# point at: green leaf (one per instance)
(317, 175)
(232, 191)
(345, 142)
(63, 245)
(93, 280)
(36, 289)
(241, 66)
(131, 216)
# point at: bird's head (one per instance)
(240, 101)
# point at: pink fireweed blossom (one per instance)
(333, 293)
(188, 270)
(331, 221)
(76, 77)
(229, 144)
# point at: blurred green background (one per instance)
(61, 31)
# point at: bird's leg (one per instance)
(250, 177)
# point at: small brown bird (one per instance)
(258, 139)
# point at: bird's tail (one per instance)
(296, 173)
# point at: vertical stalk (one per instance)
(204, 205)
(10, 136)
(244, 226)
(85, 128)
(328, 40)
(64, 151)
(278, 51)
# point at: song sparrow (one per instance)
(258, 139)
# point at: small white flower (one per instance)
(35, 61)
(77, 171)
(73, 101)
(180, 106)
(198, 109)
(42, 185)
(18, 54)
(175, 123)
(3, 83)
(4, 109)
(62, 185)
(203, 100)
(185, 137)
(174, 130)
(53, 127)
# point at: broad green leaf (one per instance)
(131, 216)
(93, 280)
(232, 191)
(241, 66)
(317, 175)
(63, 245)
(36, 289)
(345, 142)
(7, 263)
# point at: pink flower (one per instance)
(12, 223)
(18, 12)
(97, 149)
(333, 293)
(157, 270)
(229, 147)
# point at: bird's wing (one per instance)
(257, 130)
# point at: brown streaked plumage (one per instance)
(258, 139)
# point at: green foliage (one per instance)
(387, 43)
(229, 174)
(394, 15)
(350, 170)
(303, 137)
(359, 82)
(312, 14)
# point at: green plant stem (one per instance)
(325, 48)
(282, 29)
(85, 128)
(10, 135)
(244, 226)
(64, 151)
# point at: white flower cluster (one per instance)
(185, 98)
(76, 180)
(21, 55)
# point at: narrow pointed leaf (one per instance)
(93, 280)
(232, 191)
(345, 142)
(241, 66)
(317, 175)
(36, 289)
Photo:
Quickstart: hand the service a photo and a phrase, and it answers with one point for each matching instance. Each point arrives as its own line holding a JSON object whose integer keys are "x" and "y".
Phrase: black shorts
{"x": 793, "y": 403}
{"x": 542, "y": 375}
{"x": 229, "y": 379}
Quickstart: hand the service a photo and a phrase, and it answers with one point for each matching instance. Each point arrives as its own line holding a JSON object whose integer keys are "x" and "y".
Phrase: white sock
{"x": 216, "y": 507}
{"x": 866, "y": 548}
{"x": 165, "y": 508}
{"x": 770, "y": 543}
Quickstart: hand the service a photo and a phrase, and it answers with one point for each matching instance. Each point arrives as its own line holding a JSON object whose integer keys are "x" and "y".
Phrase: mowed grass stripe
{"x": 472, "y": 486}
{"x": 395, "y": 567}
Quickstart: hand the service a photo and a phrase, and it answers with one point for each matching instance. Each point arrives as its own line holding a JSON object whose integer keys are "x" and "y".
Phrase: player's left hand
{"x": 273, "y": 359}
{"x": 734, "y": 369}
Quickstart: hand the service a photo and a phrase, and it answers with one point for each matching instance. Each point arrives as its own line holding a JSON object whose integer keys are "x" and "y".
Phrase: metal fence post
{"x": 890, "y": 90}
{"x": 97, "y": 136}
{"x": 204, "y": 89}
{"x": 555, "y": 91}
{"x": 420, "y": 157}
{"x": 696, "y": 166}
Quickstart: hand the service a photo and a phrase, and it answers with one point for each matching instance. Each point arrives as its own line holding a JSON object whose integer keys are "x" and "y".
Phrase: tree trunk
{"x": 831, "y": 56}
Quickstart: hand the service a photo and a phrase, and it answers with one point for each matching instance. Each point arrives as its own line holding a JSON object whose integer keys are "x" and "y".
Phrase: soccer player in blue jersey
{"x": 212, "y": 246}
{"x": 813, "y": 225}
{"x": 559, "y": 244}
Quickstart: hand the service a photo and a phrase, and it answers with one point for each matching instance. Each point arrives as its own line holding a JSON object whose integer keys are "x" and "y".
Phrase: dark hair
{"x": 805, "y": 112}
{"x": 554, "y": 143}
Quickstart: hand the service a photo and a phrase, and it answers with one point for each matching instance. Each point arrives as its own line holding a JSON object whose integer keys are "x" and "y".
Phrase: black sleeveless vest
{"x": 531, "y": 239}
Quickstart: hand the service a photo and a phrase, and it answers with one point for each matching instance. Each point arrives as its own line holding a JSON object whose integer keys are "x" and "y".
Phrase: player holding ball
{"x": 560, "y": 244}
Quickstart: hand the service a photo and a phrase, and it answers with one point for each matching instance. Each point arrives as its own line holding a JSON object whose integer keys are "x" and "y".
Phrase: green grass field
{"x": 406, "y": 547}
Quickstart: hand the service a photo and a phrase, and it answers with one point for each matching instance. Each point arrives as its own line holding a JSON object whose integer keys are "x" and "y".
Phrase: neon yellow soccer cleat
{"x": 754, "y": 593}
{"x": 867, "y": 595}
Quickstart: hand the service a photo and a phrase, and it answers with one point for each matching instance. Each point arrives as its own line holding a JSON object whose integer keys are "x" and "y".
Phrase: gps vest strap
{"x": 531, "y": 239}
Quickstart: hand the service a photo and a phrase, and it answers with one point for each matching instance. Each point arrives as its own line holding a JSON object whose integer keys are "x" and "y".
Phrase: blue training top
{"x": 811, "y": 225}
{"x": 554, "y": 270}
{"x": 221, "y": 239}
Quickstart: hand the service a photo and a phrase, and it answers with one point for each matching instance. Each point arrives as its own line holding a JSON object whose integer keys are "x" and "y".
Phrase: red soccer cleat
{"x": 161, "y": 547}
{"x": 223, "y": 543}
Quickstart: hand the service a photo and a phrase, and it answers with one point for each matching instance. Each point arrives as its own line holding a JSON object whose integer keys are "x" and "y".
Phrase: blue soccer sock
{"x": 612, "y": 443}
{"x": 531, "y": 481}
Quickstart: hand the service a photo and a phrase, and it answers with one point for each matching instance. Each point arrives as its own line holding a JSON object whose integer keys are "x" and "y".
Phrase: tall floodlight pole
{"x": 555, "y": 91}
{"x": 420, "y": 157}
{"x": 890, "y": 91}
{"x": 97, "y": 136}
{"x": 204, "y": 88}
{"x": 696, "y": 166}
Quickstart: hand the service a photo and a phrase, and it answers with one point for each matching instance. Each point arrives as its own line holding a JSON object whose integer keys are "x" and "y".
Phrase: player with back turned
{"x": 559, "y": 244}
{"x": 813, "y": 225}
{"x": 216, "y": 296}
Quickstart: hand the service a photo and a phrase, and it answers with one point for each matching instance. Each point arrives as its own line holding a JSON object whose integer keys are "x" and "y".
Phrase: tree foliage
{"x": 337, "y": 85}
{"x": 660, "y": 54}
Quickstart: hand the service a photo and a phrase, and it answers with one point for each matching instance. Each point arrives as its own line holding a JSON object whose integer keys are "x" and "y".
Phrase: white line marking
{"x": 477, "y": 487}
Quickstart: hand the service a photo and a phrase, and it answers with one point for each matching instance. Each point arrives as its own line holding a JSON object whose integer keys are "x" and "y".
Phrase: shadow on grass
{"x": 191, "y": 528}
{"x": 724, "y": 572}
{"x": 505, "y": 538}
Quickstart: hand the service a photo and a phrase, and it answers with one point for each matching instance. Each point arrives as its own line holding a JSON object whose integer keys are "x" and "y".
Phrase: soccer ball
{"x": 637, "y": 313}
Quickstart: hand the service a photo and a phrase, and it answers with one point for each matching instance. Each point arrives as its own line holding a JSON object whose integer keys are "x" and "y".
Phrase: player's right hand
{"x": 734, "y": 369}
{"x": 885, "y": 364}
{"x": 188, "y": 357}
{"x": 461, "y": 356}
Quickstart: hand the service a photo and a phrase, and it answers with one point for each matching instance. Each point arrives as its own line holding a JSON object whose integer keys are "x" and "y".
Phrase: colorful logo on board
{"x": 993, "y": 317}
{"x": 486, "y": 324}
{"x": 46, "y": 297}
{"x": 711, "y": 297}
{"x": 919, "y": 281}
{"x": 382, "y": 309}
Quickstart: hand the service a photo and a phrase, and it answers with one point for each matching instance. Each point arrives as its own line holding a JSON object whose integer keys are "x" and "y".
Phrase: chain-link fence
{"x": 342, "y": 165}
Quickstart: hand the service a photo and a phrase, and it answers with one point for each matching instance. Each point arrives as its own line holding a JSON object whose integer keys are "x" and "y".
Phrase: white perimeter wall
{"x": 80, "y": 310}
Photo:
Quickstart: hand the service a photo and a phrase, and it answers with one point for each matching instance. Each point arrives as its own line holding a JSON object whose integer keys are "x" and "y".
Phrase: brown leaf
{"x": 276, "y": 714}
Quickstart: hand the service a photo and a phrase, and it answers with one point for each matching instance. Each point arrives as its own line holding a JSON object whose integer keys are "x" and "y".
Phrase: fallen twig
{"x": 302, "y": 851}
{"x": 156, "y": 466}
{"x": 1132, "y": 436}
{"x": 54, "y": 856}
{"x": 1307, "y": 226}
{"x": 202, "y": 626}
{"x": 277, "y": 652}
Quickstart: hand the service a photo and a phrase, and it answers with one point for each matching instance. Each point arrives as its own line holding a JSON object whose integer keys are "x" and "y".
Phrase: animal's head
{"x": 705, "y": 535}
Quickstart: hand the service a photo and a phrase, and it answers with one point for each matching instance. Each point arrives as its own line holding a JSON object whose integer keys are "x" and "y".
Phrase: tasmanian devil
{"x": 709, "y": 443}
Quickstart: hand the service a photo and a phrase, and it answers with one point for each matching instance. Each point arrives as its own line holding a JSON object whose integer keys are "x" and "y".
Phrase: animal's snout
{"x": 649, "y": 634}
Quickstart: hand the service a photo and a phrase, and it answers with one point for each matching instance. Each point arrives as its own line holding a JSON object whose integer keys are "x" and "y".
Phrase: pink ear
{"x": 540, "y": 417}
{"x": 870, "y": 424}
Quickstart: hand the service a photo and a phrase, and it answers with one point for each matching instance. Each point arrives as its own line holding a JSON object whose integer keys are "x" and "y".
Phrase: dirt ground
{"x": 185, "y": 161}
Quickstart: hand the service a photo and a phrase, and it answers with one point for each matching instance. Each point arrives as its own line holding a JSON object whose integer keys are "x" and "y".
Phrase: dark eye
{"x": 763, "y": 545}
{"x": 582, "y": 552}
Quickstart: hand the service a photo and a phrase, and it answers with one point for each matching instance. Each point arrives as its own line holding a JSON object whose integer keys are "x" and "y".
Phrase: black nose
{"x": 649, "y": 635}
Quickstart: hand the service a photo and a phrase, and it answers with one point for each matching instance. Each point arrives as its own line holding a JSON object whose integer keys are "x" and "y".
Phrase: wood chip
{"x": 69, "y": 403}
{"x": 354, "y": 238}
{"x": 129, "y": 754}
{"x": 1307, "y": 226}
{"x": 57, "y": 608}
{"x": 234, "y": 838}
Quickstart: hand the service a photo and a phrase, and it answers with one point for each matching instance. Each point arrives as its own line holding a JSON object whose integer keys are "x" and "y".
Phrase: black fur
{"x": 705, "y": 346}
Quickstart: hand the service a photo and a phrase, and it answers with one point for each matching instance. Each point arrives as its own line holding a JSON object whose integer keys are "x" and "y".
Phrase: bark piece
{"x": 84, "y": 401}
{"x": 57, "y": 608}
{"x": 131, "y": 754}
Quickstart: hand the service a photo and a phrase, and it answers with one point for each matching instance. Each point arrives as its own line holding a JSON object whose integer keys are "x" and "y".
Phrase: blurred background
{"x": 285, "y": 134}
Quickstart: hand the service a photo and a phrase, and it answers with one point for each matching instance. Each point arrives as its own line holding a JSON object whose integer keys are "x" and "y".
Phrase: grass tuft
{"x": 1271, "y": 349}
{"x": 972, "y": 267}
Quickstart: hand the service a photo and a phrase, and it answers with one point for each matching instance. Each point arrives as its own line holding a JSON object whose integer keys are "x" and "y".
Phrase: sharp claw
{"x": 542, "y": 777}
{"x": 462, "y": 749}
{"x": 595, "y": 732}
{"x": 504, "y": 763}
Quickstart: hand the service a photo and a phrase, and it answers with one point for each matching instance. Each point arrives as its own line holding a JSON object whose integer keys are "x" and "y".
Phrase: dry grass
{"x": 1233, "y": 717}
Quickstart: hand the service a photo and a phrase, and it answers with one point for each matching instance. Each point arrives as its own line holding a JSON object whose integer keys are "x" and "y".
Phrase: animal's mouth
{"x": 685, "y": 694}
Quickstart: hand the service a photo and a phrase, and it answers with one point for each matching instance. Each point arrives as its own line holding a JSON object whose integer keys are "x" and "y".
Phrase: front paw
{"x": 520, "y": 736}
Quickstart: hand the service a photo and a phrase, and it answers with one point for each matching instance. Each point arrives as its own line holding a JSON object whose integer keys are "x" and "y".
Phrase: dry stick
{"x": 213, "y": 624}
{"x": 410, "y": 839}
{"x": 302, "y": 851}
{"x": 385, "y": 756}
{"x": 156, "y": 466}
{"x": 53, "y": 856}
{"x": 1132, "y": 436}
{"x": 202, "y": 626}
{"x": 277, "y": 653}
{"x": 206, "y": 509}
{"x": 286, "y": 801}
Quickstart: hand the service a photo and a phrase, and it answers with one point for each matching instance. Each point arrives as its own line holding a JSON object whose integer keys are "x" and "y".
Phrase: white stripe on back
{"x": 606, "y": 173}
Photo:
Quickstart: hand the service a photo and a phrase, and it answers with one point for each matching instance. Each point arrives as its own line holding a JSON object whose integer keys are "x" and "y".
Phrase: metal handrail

• • • •

[Stated exercise] Return every line in the rows above that contains the word "metal".

[Task response]
Phrase: metal fence post
Phrase: metal handrail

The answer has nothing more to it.